Segment Start: Study text

A Maynooth team has developed biosensors that can directly monitor brainchemistry in real time. Dick Ahlstrom reports
NUI Maynooth researchers have begun a new research project that investigates the role of "mothering" cells that support brain cells involved in thought processes. Their findings are causing a rethink in the role played by the mothering cells or astrocytes, whose function was little understood.
The work is under way in the bioelectroanalysis laboratory at Maynooth and involves an interdisciplinary team. Dr John Lowry of the department of chemistry won funding for the work from the Health Research Board. He works in collaboration with Dr Marianne Fillenz of the University of Oxford, and this study complements a second project with Prof Nick Rawlins of Oxford backed by Wellcome Trust funding.
The bioelectroanalysis lab has two parts, explains Lowry. One develops biosensors capable of monitoring in real time aspects of the complex biochemistry of the brain. The second is the neurochemistry research unit that carries out the in vivo analysis.
The target of the research is the astrocyte, glial brain cells with a distinctive star-like shape. "Astrocytes are cells that work with neurons in the brain," explains Lowry. "No one was quite sure what they were doing."
Physiologists long assumed that brain cells, in common with most other cell types in the body, simply absorbed the glucose they needed as energy directly from the blood. Glucose fuels all cell types and readily crosses the blood-brain barrier, so astrocytes, although plentiful, were not considered important to brain function or neurochemistry. Nothing could be further from the actual situation. "The whole basis of our research is the evidence over the last five years has started to show astrocytes are very important," says Lowry.

Segment End: Study text

Things to do
(A) Extract the passage of the astrocyte article from "A Maynooth team" up to and including "was little understood.", copying it word for word.
(B) Write what comes next in the article on astrocytes, picking up after its final sentence.
The data that come after this article on astrocytes have nothing to do with it.

Segment Start: Information provided

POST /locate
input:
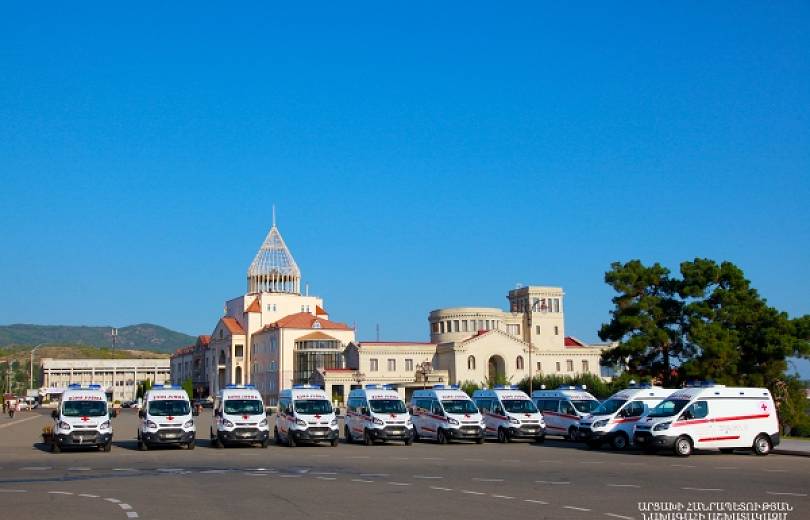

Segment End: Information provided

Response list
(A)
A Maynooth team has developed biosensors that can directly monitor brainchemistry in real time. Dick Ahlstrom reports
NUI Maynooth researchers have begun a new research project that investigates the role of "mothering" cells that support brain cells involved in thought processes. Their findings are causing a rethink in the role played by the mothering cells or astrocytes, whose function was little understood.

(B)
The astrocytes appear to handle glucose on behalf of the neurons. They take up the sugar and hold it until an energy request comes through from the neurons, hence the description of astrocytes as mothering cells that do their job in what Dr Lowry describes as a "compartmented" process. "The picture we have got so far is the neurons connect with the astrocytes by amino acids such as glutamate," says Lowry. This stimulates the astrocytes to release glucose, and as recently discovered, lactate to the neurons.
"Energy metabolism is one of the most important processes in the brain," he says. This is a dynamic process however and studies involving brain slices and other in vitro techniques gave only an incomplete picture of what was happening between the two cell types. This is where the team's biosensors come in. "What we have started to do is use our biosensors to study this."
The sensors involve the use of enzymes that react to target substances produced by these cells. The enzyme is fixed to the surface of a micro probe just 125 millionths of a metre across and if the enzyme reacts an electrical signal is produced. It is an enormous technical challenge to produce these tiny biosensors and the team now has sensors for metabolites including glucose.
The sensors can be connected to animal models to monitor the neurochemistry of this process. "We can now measure these things in real time, which has never been done before," says Lowry. "We have found evidence to support this compartmented model."
This approach also allows the researchers to make use of drugs that can affect astrocyte performance, providing a better understanding of their role and function. "What we want to do now is bring in lactate biosensors and blood flow sensors."
Findings from this research work will be important in understanding both disease processes in the brain and also sudden disruption to blood supply as in stroke. The metabolic trafficking between astrocytes and neurons may play a part in the pathology of these conditions, says Lowry.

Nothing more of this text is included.